Extract to read:
[LLVMdev] [PATCH / PROPOSAL] bitcode encoding that is ~15% smaller for large bitcode files...

Wed Sep 26 13:44:06 PDT 2012

Thanks for the review Duncan!

Yes, on second thought, it would be simpler (less bookkeeping)
if this was toggled at the module level (but I haven't looked into
how that would be done).  I had done it at the function level
to begin with because it affected only the function bodies,
so it would be more obvious what changed.  Anyone have a
stronger feeling (or a reason!) why it would be better to do this at
a per-function vs per-module basis?

I'll look into how to do it at the module level and send out a new
patch later + with your comments addressed.

On Wed, Sep 26, 2012 at 1:31 AM, Duncan Sands <baldrick at free.fr> wrote:

> Hi Jan,
>
>
>  I've been looking into how to make llvm bitcode files smaller.  There is
>> one
>> simple change that appears to shrink linked bitcode files by about 15%.
>>  See
>> this spreadsheet for some rough data:
>>
>> https://docs.google.com/**spreadsheet/ccc?key=**0AjRrJHQc4_**
>> bddEtJdjdIek5fMDdIdFFIZldZXzdW**a0E<https://docs.google.com/spreadsheet/ccc?key=0AjRrJHQc4_bddEtJdjdIek5fMDdIdFFIZldZXzdWa0E>
>>
>
> the improvement is wonderful!
>
> ...
>
>
>  In any case, the patch is attached if there is interest...  If you want
>> to try
>> out the patch, you can toggle between the new and old encoding by using
>> the flag
>> "-enable-old-style-functions" vs no flags, with llvm-as.
>>
>
> I don't know anything much about the bitcode representation, but anyway:
>
>  diff --git a/include/llvm/Bitcode/**BitstreamReader.h
>> b/include/llvm/Bitcode/**BitstreamReader.h
>> index 3daef78..840f57e 100644
>> --- a/include/llvm/Bitcode/**BitstreamReader.h
>> +++ b/include/llvm/Bitcode/**BitstreamReader.h
>> @@ -409,7 +409,7 @@ public:
>>    }
>>
>>    /// EnterSubBlock - Having read the ENTER_SUBBLOCK abbrevid, enter
>> -  /// the block, and return true if the block is valid.
>> +  /// the block, and return true if the block has an error.
>>    bool EnterSubBlock(unsigned BlockID, unsigned *NumWordsP = 0) {
>>      // Save the current block's state on BlockScope.

Written instruction A: Retype a passage of the bitcode thread: begin at the words containing "I'll look into" and stop after "by about 15%.".
Written instruction B: In the bitcode thread, which flag given to llvm-as switches to the old encoding?
Written instruction C: Carry on the bitcode thread from the point where it stops.
The material placed after this bitcode thread is not needed for any task.

Recorded information:
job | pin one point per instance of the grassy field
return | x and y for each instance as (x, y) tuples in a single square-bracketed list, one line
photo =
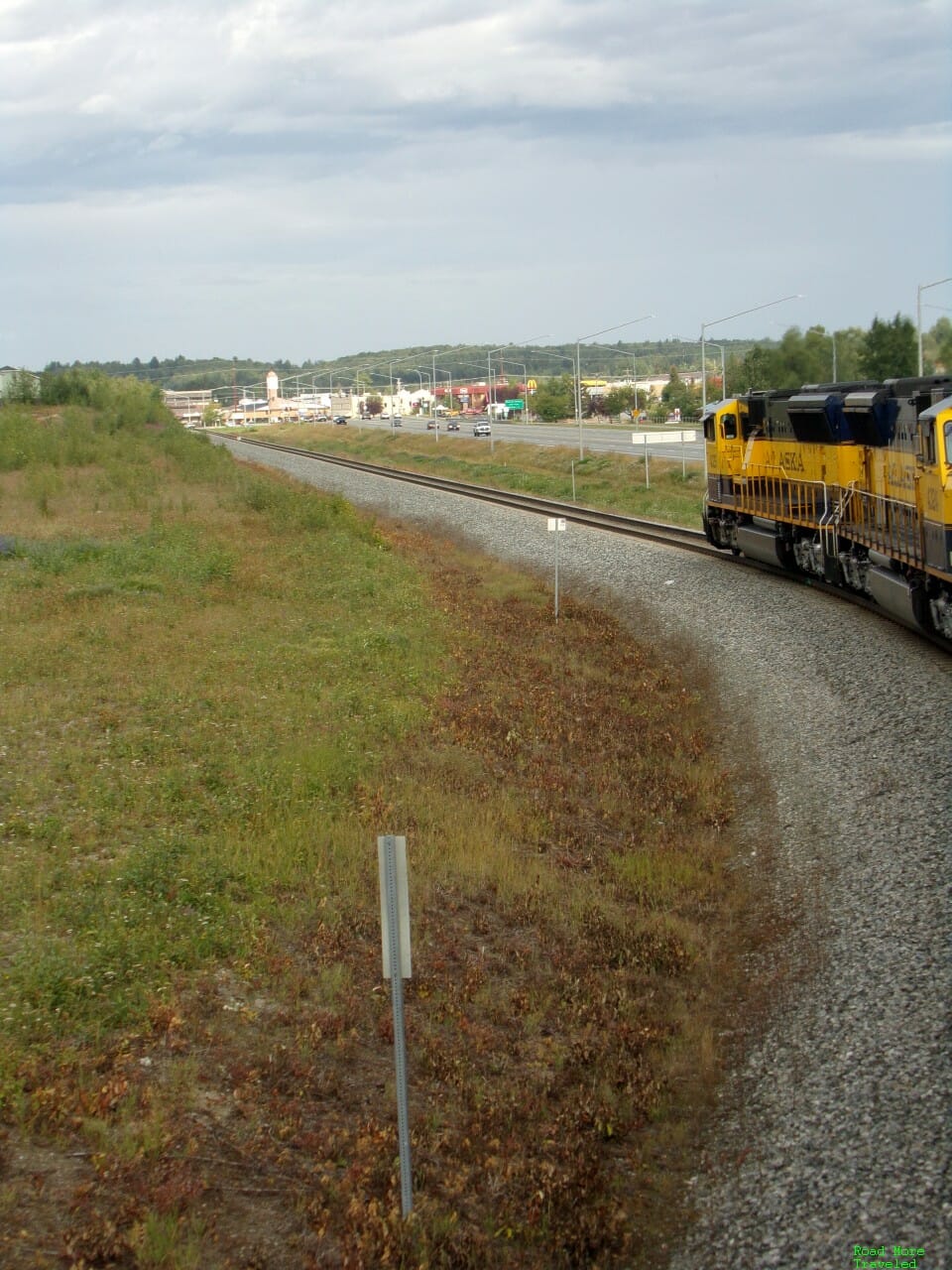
[(611, 481), (217, 690)]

Final answer A:
I'll look into how to do it at the module level and send out a new
patch later + with your comments addressed.

On Wed, Sep 26, 2012 at 1:31 AM, Duncan Sands <baldrick at free.fr> wrote:

> Hi Jan,
>
>
>  I've been looking into how to make llvm bitcode files smaller.  There is
>> one
>> simple change that appears to shrink linked bitcode files by about 15%.

Final answer B: The flag is -enable-old-style-functions.

Final answer C:
>>      BlockScope.push_back(Block(**CurCodeSize));
>> diff --git a/include/llvm/Bitcode/**LLVMBitCodes.h
>> b/include/llvm/Bitcode/**LLVMBitCodes.h
>> index c1dc190..6c81739 100644
>> --- a/include/llvm/Bitcode/**LLVMBitCodes.h
>> +++ b/include/llvm/Bitcode/**LLVMBitCodes.h
>> @@ -33,9 +33,9 @@ namespace bitc {
>>      UNUSED_ID1,
>>
>>      CONSTANTS_BLOCK_ID,
>> -    FUNCTION_BLOCK_ID,
>> +    FUNCTION_BLOCK_ID,  // Deprecated in favor of FUNCTION_BLOCK_ID_REL
>>
>
> FUNCTION_BLOCK_ID_REL -> FUNCTION_BLOCK_REL_ID
>
> Is there any point in having this on a per-function basis, why not have it
> be
> per-module?
>
>
>> -    UNUSED_ID2,
>> +    FUNCTION_BLOCK_REL_ID,
>>
>>      VALUE_SYMTAB_BLOCK_ID,
>>      METADATA_BLOCK_ID,
>> @@ -257,8 +257,9 @@ namespace bitc {
>>      SYNCHSCOPE_CROSSTHREAD = 1
>>    };
>>
>> -  // The function body block (FUNCTION_BLOCK_ID) describes function
>> bodies.  It
>> -  // can contain a constant block (CONSTANTS_BLOCK_ID).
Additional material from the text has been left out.